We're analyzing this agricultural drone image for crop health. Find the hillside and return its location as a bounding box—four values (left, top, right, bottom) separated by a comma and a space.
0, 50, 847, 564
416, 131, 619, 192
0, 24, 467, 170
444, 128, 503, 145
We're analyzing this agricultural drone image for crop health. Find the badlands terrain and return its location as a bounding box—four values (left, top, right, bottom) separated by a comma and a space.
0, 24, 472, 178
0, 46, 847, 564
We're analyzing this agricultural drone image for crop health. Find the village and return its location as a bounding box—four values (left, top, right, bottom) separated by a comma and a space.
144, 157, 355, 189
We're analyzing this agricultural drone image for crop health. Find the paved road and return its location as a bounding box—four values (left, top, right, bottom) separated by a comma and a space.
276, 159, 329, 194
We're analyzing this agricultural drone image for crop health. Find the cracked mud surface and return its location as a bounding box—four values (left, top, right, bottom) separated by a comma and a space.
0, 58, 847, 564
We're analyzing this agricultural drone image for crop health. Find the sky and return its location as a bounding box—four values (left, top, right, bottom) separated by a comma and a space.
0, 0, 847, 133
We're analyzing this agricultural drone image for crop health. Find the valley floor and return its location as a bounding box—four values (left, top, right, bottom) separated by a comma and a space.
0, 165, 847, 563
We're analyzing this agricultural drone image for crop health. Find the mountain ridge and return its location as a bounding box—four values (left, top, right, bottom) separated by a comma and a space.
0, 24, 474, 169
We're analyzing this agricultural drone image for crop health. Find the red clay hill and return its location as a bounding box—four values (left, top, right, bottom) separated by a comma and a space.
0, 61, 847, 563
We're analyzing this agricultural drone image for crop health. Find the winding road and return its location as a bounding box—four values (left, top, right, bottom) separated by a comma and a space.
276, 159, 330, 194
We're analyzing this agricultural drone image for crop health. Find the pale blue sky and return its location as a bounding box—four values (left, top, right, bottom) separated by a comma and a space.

CHALLENGE. Can you rewrite all of the material above, putting "land use" in place of each "crop health" and leaving everything else unchanged?

FINAL RESULT.
We're analyzing this agricultural drone image for land use. Find the hillside and return its location as a bounding box—four values (left, top, right, bottom) separated by a comma and a space.
0, 50, 847, 564
416, 131, 619, 192
0, 24, 467, 170
444, 128, 503, 145
We're analyzing this agricultural drone image for land use. Find the badlands terrain and return its location as a bounding box—four values (left, top, right, bottom) separated by a comma and a space.
0, 24, 472, 178
0, 46, 847, 564
We're analyzing this agricultural drone image for land use. Find the village and return its location as a bounding box—four values (left, top, right, bottom) separated by a comma and a space.
144, 157, 355, 189
We're analyzing this agricultural drone image for land use. Find the paved road and return its location as a bounding box—four values (left, top, right, bottom) separated by a comma and a space.
276, 159, 329, 194
We're analyzing this agricultural drone image for land use. Find the cracked mud surface and return its location as a bounding box—four values (left, top, right, bottom) separated by a comma and a space.
0, 58, 847, 564
We're analyzing this agricultural drone image for land use. Find the sky and return its location as a bounding box—four values (left, top, right, bottom) separated by a comma and a space.
0, 0, 847, 133
We're analyzing this agricultural drone image for land use. Find the valley floor and return its location as a bounding box—four values (left, top, right, bottom) separated by a comma and a space.
0, 165, 847, 563
We're analyzing this agricultural drone image for land use. Find the mountain ridge and return its location as a bounding box—four values (left, top, right, bottom) separated by a comma and a space.
0, 24, 474, 169
We're analyzing this agricultural drone image for land use. Find the red clay hill and return its location as a bounding box—four values (left, top, right, bottom) separated by a comma and a space.
0, 61, 847, 563
We're analyzing this agricultural drone image for land use. Find the winding road and return its location as a bounding box—four values (left, top, right, bottom) separated by a comma and a space.
276, 159, 330, 194
We're analyzing this agricultural drone image for land use. Find the pale blue sky and return its location as a bounding box—four values (left, top, right, bottom) separated by a comma and a space.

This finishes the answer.